## BEGIN

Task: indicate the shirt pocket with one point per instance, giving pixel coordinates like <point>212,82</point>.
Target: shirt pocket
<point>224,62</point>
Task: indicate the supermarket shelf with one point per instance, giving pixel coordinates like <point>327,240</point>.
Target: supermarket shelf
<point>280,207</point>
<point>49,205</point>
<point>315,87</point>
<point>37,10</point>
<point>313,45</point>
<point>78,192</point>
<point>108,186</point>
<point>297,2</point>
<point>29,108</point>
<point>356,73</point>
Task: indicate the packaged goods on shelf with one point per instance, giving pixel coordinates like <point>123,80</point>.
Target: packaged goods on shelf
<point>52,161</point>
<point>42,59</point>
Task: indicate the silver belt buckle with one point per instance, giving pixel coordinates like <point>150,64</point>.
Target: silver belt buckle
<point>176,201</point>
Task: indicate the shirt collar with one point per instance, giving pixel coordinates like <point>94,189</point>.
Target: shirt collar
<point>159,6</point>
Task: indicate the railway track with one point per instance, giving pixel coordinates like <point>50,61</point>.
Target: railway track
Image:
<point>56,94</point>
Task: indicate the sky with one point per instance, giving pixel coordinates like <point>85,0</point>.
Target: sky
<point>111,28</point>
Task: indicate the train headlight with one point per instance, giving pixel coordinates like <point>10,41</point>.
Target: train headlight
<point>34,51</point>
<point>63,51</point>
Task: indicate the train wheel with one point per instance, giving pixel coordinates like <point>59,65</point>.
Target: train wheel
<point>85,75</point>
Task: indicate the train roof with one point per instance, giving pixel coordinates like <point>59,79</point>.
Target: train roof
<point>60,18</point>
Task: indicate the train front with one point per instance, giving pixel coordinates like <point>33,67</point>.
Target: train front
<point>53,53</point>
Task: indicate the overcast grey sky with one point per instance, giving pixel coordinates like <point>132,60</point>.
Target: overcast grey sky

## END

■ Problem requirements
Rewrite all the items above, switching every "indicate" to "mark" and leaving everything else unchanged.

■ Correct output
Task: mark the shirt pocket with one point per instance, giving pixel coordinates like <point>212,82</point>.
Target: shirt pocket
<point>224,62</point>
Task: mark the supermarket shelf with one point per instance, giving pixel coordinates like <point>327,240</point>.
Target: supermarket shelf
<point>280,207</point>
<point>49,205</point>
<point>315,87</point>
<point>37,10</point>
<point>313,45</point>
<point>78,192</point>
<point>108,186</point>
<point>297,2</point>
<point>29,108</point>
<point>356,73</point>
Task: mark the packaged goods on shelf with one point per instance, giving pixel coordinates like <point>123,80</point>.
Target: packaged goods on shelf
<point>52,161</point>
<point>42,59</point>
Task: mark the silver belt buckle with one point per instance, giving pixel coordinates like <point>150,64</point>.
Target: silver belt buckle
<point>176,201</point>
Task: mark the shirt collar with one point per instance, giving pixel coordinates like <point>94,189</point>.
Target: shirt collar
<point>159,6</point>
Task: mark the railway track with one point per instance, giving pixel coordinates like <point>50,61</point>.
Target: railway track
Image:
<point>56,94</point>
Task: mark the sky with one point per instance, giving pixel coordinates like <point>85,0</point>.
Target: sky
<point>111,28</point>
Task: mark the train headlight with one point per instance, giving pixel coordinates like <point>10,41</point>.
Target: train headlight
<point>34,51</point>
<point>63,51</point>
Task: mark the train wheel with one point per instance, giving pixel coordinates like <point>59,65</point>.
Target: train wheel
<point>85,75</point>
Task: mark the train roof with one point per instance, giving pixel coordinates like <point>59,79</point>.
Target: train roof
<point>60,18</point>
Task: mark the train front with one point per instance, giving pixel coordinates like <point>33,67</point>.
Target: train front
<point>53,53</point>
Task: mark the overcast grey sky with one point per instance, giving pixel coordinates like <point>132,60</point>.
Target: overcast grey sky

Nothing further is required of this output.